DATASET CONTENT:
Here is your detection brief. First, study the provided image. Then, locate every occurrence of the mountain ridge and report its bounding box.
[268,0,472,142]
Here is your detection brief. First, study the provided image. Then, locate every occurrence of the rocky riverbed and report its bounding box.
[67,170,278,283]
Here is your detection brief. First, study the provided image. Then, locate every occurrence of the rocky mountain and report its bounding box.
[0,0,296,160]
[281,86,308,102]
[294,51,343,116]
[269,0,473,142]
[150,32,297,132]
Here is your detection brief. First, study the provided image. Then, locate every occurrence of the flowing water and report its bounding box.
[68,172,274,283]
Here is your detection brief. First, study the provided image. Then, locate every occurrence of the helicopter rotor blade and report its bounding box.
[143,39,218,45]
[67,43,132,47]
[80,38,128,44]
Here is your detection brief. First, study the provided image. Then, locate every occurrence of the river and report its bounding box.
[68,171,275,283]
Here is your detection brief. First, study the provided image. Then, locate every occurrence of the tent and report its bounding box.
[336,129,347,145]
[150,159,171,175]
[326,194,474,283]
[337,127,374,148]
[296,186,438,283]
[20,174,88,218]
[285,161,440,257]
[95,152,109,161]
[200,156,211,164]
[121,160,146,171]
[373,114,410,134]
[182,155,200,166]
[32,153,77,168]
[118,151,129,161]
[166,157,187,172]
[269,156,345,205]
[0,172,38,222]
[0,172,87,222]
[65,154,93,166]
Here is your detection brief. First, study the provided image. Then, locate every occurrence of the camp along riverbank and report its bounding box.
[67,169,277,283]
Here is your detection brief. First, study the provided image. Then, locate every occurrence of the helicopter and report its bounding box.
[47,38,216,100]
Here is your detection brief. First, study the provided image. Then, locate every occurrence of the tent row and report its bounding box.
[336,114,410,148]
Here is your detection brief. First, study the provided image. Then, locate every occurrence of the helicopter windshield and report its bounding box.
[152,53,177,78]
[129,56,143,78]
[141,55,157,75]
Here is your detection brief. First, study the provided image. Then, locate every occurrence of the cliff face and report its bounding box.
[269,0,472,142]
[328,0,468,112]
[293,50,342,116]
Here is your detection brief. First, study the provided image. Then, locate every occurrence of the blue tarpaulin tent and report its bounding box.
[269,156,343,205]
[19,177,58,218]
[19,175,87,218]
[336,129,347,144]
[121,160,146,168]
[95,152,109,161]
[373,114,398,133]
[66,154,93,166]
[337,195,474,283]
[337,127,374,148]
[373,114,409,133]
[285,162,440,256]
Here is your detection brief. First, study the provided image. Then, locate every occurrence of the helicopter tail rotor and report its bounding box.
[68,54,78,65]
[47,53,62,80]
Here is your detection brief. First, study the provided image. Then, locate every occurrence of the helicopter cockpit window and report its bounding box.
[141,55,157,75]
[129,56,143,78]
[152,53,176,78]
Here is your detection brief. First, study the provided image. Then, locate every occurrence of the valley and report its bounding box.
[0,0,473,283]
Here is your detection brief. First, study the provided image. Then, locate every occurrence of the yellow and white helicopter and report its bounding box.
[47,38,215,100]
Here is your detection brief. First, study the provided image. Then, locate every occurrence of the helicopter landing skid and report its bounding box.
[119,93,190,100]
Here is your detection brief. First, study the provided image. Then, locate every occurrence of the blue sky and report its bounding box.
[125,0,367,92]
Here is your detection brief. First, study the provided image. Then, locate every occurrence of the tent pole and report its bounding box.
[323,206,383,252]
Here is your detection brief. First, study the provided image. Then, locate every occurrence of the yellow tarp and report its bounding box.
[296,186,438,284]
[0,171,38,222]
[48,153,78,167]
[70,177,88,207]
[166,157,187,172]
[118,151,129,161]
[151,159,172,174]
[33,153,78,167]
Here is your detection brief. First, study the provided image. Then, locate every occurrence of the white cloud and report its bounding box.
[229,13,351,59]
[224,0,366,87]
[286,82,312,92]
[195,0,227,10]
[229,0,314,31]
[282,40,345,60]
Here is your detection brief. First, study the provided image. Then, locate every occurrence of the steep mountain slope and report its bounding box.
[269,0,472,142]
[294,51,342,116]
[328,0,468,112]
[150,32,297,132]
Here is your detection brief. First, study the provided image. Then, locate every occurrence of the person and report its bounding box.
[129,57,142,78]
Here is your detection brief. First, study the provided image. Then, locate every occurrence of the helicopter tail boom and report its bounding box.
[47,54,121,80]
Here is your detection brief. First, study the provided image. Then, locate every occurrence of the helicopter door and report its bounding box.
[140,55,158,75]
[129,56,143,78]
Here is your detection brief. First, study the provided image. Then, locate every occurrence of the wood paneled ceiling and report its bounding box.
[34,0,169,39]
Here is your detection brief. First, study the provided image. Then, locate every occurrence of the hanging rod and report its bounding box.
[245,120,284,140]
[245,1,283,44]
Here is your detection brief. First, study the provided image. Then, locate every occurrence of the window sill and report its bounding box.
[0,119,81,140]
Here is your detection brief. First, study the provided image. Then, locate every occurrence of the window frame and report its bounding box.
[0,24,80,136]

EXERCISE GOAL: Could you repeat every record word for word?

RESULT OF THIS TASK:
Here is your detection brief. First, study the provided image. Then, locate every occurrence of the mountain ridge and report its bounding box.
[268,0,472,142]
Here is your detection brief. First, study the provided image. Then, locate every occurrence of the rocky riverbed and report its bounding box.
[67,170,278,283]
Here is your detection brief. First, study the provided image. Then, locate every occurrence of the rocky mountain and report its bounding box.
[0,0,296,160]
[281,86,308,102]
[294,51,343,116]
[269,0,473,142]
[150,32,297,132]
Here is your detection brief. First, study the provided image. Then, locate every occurrence of the flowing water and report its bounding box.
[68,172,274,283]
Here is your detection brief. First, study the provided image. Then, locate every occurrence of the helicopter rotor blade and report its bounding box.
[143,39,218,45]
[67,43,132,47]
[80,38,128,44]
Here is your detection brief. First, study the provided image. Then, locate every occurrence of the river and report its bounding box.
[68,171,275,283]
Here is your detection brief. First, study the provided image. Then, locate every occurrence of the tent and report its bounding box.
[336,129,347,145]
[150,159,171,175]
[326,194,474,283]
[337,127,374,148]
[296,186,438,283]
[20,174,88,218]
[285,161,440,257]
[95,152,109,161]
[200,156,211,164]
[121,160,146,171]
[373,114,410,134]
[182,155,200,166]
[32,153,77,168]
[118,151,129,161]
[166,157,187,172]
[269,156,345,205]
[0,172,38,222]
[0,172,87,222]
[65,154,93,166]
Here is your detection brief. First, study the provided image. Then, locate every occurrence of the camp along riverbank and report its bounding box.
[67,169,277,283]
Here is your detection brief. First, study the provided image. Then, locate every occurrence of the helicopter and report its bounding box.
[47,38,216,100]
Here is your detection brief. First, study the provided image. Then, locate every occurrence of the tent row and report its bounding box.
[336,114,410,148]
Here is your detection brief. First, study the provided image. Then, locate every occurrence of the helicopter windshield and report its bounding box.
[152,53,177,78]
[129,56,143,78]
[141,55,157,75]
Here is your detection brief. First, study the provided image. Then, locate every occurrence of the cliff face and report its bounding box.
[269,0,472,142]
[328,0,468,112]
[293,50,342,116]
Here is your detection brief. First, study the provided image. Then, locate every occurrence of the blue tarpaulin tent and report its bounding box.
[269,156,343,205]
[19,177,58,218]
[19,175,87,218]
[336,129,347,144]
[121,160,146,168]
[95,152,109,161]
[373,114,398,133]
[66,154,93,166]
[337,195,474,283]
[337,127,374,148]
[373,114,409,133]
[285,162,440,256]
Here is your detection brief. First, study the provided image. Then, locate every occurrence of the helicopter tail rotor and report its bounding box.
[68,54,78,65]
[47,53,62,80]
Here is your detection brief. First, study the provided image. Then, locate every occurrence of the helicopter cockpit window and report its bounding box.
[141,55,157,75]
[129,56,143,78]
[152,53,176,78]
Here is your detection brief. First, study the provided image. Then, locate every occurrence of the valley and report its bounding box.
[0,0,473,283]
Here is your detection brief. First, study the provided image. Then, locate every occurrence of the yellow and white helicopter and report its bounding box.
[47,38,215,100]
Here is your detection brief. First, study the provided image. Then, locate every occurrence of the helicopter landing skid and report its bounding box.
[119,93,190,100]
Here is your detection brief. First, study the provided image. Then, locate every occurrence of the blue sky and report its bounding box.
[125,0,367,92]
Here is your detection brief. First, study the provided image. Then, locate every occurrence of the tent pole and report its bounding box.
[323,206,383,252]
Here is your detection brief. First, study the provided image. Then, locate every occurrence of the yellow tarp and report its bounding box.
[296,186,438,284]
[0,171,38,222]
[48,153,78,167]
[70,177,88,207]
[166,157,187,172]
[118,151,129,161]
[151,159,172,174]
[33,153,78,167]
Here is your detection brief. First, study the provided image. Then, locate every occurrence of the white cloud and report its bounding box.
[229,13,351,59]
[224,0,366,87]
[286,82,312,92]
[195,0,227,10]
[229,0,314,31]
[282,40,345,60]
Here is your detection brief. First, study the provided image. Then, locate every occurrence of the steep mountain slope and report its bounding box.
[269,0,472,142]
[294,51,342,116]
[328,0,468,112]
[150,32,297,132]
Here is your detection brief. First, study the provided image. Then, locate every occurrence of the person and report its bounding box.
[129,57,142,78]
Here is your detection brief. First, study the provided image. Then, locate every occurrence of the helicopter tail boom and report its bounding box.
[47,54,121,80]
Here is your detection brief. First, study the provided image. Then, locate every occurrence of the helicopter door and report its bounding box.
[140,55,158,75]
[129,56,143,78]
Here is your detection brief. First, study the provided image. Then, locate every occurrence of the wood paneled ceiling and report its bounding box.
[34,0,169,39]
Here is your detection brief. First, study the provided image. Then, locate every occurrence of the hanging rod and report its bounding box.
[245,120,284,140]
[245,1,283,44]
Here is your detection brief. First, study the provided image. Then, locate every occurrence of the window sill and report its bounding box.
[0,119,81,140]
Here is your detection brief. First, study the provided image. Then, locate every occurrence of the window frame and report its bounding box.
[0,24,80,136]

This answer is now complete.